= EXERCISE OBJECTIVE =
The reply should consist of the entire listing, word for word.
###
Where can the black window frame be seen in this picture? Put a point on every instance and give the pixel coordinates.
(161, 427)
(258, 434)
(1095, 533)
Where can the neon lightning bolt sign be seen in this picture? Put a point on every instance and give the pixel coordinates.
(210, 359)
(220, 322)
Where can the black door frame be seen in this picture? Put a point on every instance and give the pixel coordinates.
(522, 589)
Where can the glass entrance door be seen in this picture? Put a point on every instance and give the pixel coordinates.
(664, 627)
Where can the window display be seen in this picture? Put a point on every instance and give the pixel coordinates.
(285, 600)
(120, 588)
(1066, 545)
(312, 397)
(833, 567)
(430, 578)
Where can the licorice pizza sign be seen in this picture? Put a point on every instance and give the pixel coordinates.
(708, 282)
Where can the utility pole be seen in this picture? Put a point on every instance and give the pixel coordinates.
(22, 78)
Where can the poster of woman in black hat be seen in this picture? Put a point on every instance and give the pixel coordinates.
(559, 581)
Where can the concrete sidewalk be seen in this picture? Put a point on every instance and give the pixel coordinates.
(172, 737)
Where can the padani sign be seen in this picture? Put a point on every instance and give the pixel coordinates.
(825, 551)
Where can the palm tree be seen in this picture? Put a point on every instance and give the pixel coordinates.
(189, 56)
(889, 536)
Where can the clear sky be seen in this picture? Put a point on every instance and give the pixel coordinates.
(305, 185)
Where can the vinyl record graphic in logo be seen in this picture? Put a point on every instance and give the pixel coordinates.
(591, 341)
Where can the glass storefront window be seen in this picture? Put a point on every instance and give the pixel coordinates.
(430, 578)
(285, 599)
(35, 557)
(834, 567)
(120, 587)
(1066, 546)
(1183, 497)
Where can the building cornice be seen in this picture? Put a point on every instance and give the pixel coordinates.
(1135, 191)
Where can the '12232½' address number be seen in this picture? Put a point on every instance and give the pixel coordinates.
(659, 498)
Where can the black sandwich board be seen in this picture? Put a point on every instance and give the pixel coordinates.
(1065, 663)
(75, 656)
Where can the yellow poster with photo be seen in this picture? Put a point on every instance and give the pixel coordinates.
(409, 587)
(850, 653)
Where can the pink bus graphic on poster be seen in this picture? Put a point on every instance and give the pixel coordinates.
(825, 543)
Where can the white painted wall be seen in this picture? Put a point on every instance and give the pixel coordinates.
###
= YOUR SOLUTION =
Where can the black window frame be seen in this picture? Put a point on every instance and give the pixel coordinates.
(161, 427)
(258, 434)
(1095, 533)
Where can the neon lightning bolt sign be seen in this picture? Put a point on every instance and give the pixel coordinates.
(210, 359)
(220, 322)
Where can the black door frame be seen in this picture? Put a point on every instance and give the pixel coordinates.
(522, 589)
Where can the glass entrance door be seen in this picture? Put a point on every instance and give the pixel coordinates.
(664, 627)
Where can the window display be seen in this picture? Put a point on every instance and give the pixel coordinates.
(285, 600)
(120, 588)
(1066, 545)
(312, 397)
(833, 567)
(430, 578)
Where can the licorice pizza sign be seen in this picture? Put a point on every instance and give the pixel coordinates.
(708, 282)
Where can the utility pole be seen in this picture? Put a point on every instance and give the pixel coordinates.
(22, 78)
Where can the poster of woman in black hat be seen in this picture? Put a point on every instance and give the pixel coordinates.
(559, 581)
Where can the concrete sidewalk be seen in this picture? Put a point on every instance and give the pixel coordinates.
(172, 737)
Where can the padani sign be seen in this picture? Put a point on every instance and give the pixel coordinates.
(825, 551)
Where can the palm tree be seen in this picture? Put a point on every instance and give the pixel coordinates.
(189, 56)
(889, 536)
Where can the clear sky be seen in this picture? Put a point on every instance and give the pixel coordinates.
(305, 185)
Where can the vinyl record graphic in logo be seen in this picture? Put a point on every instance and give the pixel coordinates.
(591, 341)
Where can the glass storefront window be seen in this picture? Put a point on every instance and give the pixel coordinates.
(430, 578)
(285, 599)
(35, 557)
(834, 567)
(120, 587)
(1066, 546)
(1183, 497)
Where can the building cornice be seen in this picture? Put a point on every instance and give the pixel coordinates.
(1135, 191)
Where can the '12232½' address number be seen in this picture? Put a point on every instance and give the pixel coordinates.
(659, 498)
Where can the black sandwich board be seen in this picture? Put a point on every instance and give the pixel coordinates.
(1065, 663)
(75, 656)
Where can the yellow poster with photo be seen in this picture? Put a point on every instance and give the pixel coordinates.
(409, 587)
(850, 653)
Where can the pink bus graphic on poster be seen in this picture? Put a point on every instance and give the pixel coordinates.
(825, 543)
Where can the white painted wall be seen in this picture? Put a point on every instance and give the pixel coordinates.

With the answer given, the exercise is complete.